**Selected text:**
--- START ---
Her owner, John Adkins, of Big Laurel, Va., was only one day older than Nancy, and at his marriage the cow—then being over twenty—was a wedding gift from his father, who said: “Keep Nancy until she dies, John, for she’s a good old cow.”
In recent years her owner has been offered good round sums for the aged animal, but he invariably refused, with the remark: “No, no; I’d just as soon think of parting with Martha—his wife—as to allow old Nancy to be toted around the country with a show.”
Emigrant from Erin Dies a Millionaire.
The story of the hunt for gold is ever a story of toil and privation, often a tragedy. For the one who strikes it rich, thousands are lost in the oblivion of poverty and ill fate.
Colonel Thomas Cruse, who died at the age of seventy-nine, in Helena, Mont., recently, was one of the lucky few who leaped from poverty to affluence thirty years ago. He discovered the Drum Lummon Gold Mine, north of Helena, sold it to an English syndicate for $1,500,000, retaining one-sixth interest, and shared in the profits of $30,000,000 which the mine has produced.
--- END ---
**Task list:**
[a] According to the passage, to whom did Colonel Thomas Cruse sell the Drum Lummon Gold Mine?
[b] For each statement, say whether it agrees with the passage, and quote the words that decide it. (i) Colonel Thomas Cruse died at the age of seventy-nine. (ii) John Adkins accepted one of the offers made for Nancy. (iii) Cruse gave up his entire interest in the mine when he sold it.
[c] In the passage, take the part that opens with the words containing "Emigrant from Erin" and closes with "mine has produced.". Write it out again, substituting "Butte" for "Helena" at each occurrence.
The listing comes from a source unrelated to the passage.

**Supplied records:**
--- START ---
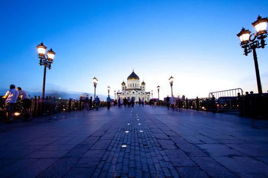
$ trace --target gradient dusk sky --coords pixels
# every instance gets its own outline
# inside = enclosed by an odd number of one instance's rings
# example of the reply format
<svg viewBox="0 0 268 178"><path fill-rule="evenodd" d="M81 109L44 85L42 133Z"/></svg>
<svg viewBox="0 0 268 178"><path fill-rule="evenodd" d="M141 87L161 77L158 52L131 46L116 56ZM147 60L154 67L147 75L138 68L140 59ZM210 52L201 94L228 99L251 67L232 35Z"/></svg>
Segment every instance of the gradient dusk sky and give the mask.
<svg viewBox="0 0 268 178"><path fill-rule="evenodd" d="M109 85L113 96L134 69L154 97L160 86L160 99L171 95L170 75L175 96L257 92L252 53L243 55L236 34L243 26L255 32L251 23L268 16L268 1L2 1L0 14L5 92L15 84L41 95L42 41L56 52L46 91L93 93L95 76L97 95ZM257 49L263 92L267 48Z"/></svg>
--- END ---
**Responses by task:**
[a] He sold it to an English syndicate.

[b]
(i) Yes: "who died at the age of seventy-nine, in Helena, Mont., recently"
(ii) No: "but he invariably refused"
(iii) No: "retaining one-sixth interest"

[c]
Emigrant from Erin Dies a Millionaire.
The story of the hunt for gold is ever a story of toil and privation, often a tragedy. For the one who strikes it rich, thousands are lost in the oblivion of poverty and ill fate.
Colonel Thomas Cruse, who died at the age of seventy-nine, in Butte, Mont., recently, was one of the lucky few who leaped from poverty to affluence thirty years ago. He discovered the Drum Lummon Gold Mine, north of Butte, sold it to an English syndicate for $1,500,000, retaining one-sixth interest, and shared in the profits of $30,000,000 which the mine has produced.